◆ Tâche courte 1
Quels métiers l'extrait sur Faber Lorne nomme-t-il ?

◆ Extrait à lire
============================================================
Dans l'antre d'artistes : Faber Lorne

Estelle Spoto
© Agenda Magazine
07/03/2014



« Je rêvais d’autre chose. Mais il fallait que je m’en rende compte », explique Faber Lorne. Quand on veut changer de vie, il faut du courage pour se jeter à l’eau. Pour devenir forgeron, il faut passer à l’action.

Qu’y a-t-il dans un prénom ? À lire les sites internet qui y sont dédiés, consultés fiévreusement par de futurs parents hésitants, angoissés à l’idée de prendre une mauvaise décision, il serait déterminant. Vis-à-vis de cela, et même pour ceux qui pensent que c’est de la foutaise, le cas de Faber Lorne est troublant. « Faber n’est pas le prénom que mes parents m’ont donné », explique l’artiste bruxellois, « c’est celui que mes amis m’ont donné quand j’avais 13 ans. Aujourd’hui, même mon père m’appelle Faber. En latin, faber, fabri, c’est ‘l’ouvrier’ ou ‘celui qui œuvre avec art’. Il s’avère que j’ai été ouvrier pendant longtemps et qu’en 2009, à la suite de chocs psychiques et physiques, j’ai décidé de manière arbitraire de devenir artiste. Je suis passé d’une définition à une autre, j’ai changé de boîte à outils ».
============================================================
◆ Enregistrements présentés
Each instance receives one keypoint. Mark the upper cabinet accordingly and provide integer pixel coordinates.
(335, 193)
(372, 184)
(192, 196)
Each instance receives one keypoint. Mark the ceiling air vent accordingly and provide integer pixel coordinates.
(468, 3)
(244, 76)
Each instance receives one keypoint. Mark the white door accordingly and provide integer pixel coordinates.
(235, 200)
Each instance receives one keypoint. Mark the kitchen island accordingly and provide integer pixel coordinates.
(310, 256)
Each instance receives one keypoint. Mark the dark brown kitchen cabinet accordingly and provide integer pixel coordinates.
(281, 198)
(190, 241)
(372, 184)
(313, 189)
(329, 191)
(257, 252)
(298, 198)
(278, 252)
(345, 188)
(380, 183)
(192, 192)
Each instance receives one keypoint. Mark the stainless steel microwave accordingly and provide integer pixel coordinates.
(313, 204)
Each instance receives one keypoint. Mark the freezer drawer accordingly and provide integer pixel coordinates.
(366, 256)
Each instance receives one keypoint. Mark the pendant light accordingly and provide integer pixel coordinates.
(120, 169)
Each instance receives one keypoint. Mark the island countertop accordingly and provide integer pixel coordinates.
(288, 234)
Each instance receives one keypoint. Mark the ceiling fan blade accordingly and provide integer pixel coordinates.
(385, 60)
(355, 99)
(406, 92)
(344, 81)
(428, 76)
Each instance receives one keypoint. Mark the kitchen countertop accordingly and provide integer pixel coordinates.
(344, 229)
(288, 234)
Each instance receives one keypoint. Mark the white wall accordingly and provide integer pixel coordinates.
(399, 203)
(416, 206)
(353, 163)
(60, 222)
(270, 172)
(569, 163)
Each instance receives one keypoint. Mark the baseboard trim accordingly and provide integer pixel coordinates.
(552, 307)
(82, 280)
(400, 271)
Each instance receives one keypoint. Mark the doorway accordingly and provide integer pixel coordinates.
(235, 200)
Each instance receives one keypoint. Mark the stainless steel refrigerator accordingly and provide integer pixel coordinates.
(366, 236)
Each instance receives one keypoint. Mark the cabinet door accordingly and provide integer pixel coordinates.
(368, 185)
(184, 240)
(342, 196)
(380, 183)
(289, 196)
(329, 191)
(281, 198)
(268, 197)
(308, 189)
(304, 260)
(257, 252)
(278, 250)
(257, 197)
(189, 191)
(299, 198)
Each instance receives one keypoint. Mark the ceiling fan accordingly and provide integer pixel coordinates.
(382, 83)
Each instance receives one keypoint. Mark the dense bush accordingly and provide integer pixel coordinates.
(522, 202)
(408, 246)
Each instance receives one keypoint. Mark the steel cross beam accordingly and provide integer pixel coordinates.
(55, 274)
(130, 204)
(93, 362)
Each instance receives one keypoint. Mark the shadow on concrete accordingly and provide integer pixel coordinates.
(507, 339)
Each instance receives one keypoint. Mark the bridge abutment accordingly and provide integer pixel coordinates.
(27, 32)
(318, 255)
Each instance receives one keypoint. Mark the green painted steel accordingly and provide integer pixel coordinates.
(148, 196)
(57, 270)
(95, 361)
============================================================
◆ Tâche courte 2
Combien de lignes des enregistrements contiennent le mot « countertop » ? Donnez uniquement le nombre.

◆ Réponse 1
forgeron, ouvrier, artiste

◆ Réponse 2
2